→ PROBLEMS
**A)** In the response to Nestler's Wespeak, who is given as an example of someone in India who supported the Japanese?
**B)** Duplicate the stretch of the response to Nestler's Wespeak from "Nestler then claims" through "supported the Japanese.".

Nestler begins his Wespeak (“The Public Relations War,” January 30, 2009, Volume CXLV, Volume 1) by claiming Israel is fighting against biased world opinion in support of Arabs and backed by “the majority of Europe and the United Nations.” Perhaps that’s because Israel has violated countless UN resolutions [1], and is a regular violator of human rights in the Occupied Territories. A cursory look at any international human rights organization’s reports, or Israel’s own B’Tselem would reveal this. The frequent corollary is that too much focus is put on Israel (revealing an alleged “new anti-Semitism”). Israel claims to be a legitimate democracy. Democracies are unfortunately subject to this kind of intense scrutiny, especially when they coat their massacres in a language of self-righteousness.

Nestler then proceeds to make a series of mischaracterizations of the conflict, and sometimes completely fraudulent statements. I’ll just go down the list (the following are not direct quotes): “(Arab) Palestinians are not a people.” So perhaps every Palestinian from Edward Said to Hanan Ashrawi to refugees in Lebanon is laboring under some sort of collective self-delusion. Next time I’m near Israel, I’ll be sure to stop by the refugee camps and tell the Palestinians that Matt Nestler of Wesleyan University has in fact demonstrated that Palestinians are not a people and that they should all go home. To add insult to injury, Nestler then takes this line of reasoning (“Palestinians aren’t a people”) to deny their legitimate right to self-determination. This is not a game of territorial addition; these are people’s homes and lives, and currently the Palestinians are living under occupation, as refugees, or in Diaspora.

Nestler then claims that Jews before 1948 were also called Palestinians. The question now is, so what? Many indigenous Jews coexisted with Palestinians although by the 1920s and 1930s, as the intentions of new European settlers to create a Jewish state became clear, the situation was more precarious. There’s a leap in the argument from “Jewish Palestinians and Arab Palestinians lived together” to “Jews supported Britain and Palestinians supported Nazis.” This was not the reason for later conflict (colonial/settler politics and the Balfour Declaration had more to do with it); furthermore, and this is no justification for people like Amin al-Husseini’s support to the Nazis, colonial peoples under the British Empire were generally inclined to support the other side. For example, Subhas Chandra Bose in India supported the Japanese.

Data entries:
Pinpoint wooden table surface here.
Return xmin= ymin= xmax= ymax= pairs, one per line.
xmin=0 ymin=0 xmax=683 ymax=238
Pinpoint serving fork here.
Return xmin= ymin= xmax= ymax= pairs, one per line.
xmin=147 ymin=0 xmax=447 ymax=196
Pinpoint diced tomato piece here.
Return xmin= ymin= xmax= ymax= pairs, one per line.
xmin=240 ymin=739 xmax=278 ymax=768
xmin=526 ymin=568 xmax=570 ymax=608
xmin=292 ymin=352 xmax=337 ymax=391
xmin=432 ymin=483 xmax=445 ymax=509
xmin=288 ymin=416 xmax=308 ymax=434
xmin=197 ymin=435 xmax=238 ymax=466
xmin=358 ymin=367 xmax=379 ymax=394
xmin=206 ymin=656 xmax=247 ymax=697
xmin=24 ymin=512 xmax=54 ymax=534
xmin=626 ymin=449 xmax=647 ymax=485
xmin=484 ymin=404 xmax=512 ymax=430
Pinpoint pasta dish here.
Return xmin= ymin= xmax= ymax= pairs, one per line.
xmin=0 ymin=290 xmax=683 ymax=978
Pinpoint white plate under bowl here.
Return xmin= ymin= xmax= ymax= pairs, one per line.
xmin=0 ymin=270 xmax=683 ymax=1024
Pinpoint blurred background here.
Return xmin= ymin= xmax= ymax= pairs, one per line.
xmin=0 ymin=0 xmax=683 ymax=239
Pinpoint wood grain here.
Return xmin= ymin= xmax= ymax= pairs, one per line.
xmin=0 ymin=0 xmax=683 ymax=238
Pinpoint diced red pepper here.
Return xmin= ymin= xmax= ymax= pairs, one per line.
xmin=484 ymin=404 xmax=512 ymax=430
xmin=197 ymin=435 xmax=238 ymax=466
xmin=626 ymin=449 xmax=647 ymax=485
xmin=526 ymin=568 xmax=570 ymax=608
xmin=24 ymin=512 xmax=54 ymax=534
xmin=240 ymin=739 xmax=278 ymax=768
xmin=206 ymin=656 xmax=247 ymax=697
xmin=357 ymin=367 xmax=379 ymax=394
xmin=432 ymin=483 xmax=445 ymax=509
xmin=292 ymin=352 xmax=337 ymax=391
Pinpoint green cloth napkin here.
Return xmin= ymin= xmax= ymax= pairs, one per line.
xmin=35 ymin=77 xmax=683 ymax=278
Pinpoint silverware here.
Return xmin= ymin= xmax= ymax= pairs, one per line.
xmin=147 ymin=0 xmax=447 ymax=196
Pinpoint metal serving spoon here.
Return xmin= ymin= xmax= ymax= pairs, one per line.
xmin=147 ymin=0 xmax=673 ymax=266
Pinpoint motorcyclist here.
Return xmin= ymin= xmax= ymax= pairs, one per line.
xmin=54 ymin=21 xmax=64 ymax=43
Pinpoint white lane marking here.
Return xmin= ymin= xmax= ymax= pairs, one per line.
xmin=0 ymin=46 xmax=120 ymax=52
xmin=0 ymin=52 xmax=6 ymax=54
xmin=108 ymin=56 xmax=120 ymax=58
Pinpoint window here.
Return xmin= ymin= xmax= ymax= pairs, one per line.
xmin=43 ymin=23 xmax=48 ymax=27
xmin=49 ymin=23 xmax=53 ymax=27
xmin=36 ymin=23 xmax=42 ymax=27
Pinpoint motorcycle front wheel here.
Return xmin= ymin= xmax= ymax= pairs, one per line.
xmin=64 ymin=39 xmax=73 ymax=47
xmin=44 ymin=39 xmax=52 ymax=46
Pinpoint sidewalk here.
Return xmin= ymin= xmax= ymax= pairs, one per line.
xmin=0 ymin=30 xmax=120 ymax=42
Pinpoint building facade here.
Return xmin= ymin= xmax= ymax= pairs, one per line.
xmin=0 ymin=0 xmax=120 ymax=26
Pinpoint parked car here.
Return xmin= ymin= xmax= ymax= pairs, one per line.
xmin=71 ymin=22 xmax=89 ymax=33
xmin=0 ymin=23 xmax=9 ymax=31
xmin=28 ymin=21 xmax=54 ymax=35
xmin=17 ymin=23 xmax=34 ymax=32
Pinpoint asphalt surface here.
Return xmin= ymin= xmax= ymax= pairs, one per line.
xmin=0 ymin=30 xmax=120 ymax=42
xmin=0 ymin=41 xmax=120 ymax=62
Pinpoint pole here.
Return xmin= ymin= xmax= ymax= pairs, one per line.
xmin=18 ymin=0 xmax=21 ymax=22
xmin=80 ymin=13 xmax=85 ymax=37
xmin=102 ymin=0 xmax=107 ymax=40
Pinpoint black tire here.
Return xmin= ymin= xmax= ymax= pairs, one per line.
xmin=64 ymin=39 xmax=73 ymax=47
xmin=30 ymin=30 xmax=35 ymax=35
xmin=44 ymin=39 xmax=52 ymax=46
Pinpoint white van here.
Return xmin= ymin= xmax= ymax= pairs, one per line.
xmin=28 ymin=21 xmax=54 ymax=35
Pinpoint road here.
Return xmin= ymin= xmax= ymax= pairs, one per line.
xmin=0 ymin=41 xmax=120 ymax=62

→ EXPECTED RESPONSES
**A)** Subhas Chandra Bose

**B)**
Nestler then claims that Jews before 1948 were also called Palestinians. The question now is, so what? Many indigenous Jews coexisted with Palestinians although by the 1920s and 1930s, as the intentions of new European settlers to create a Jewish state became clear, the situation was more precarious. There’s a leap in the argument from “Jewish Palestinians and Arab Palestinians lived together” to “Jews supported Britain and Palestinians supported Nazis.” This was not the reason for later conflict (colonial/settler politics and the Balfour Declaration had more to do with it); furthermore, and this is no justification for people like Amin al-Husseini’s support to the Nazis, colonial peoples under the British Empire were generally inclined to support the other side. For example, Subhas Chandra Bose in India supported the Japanese.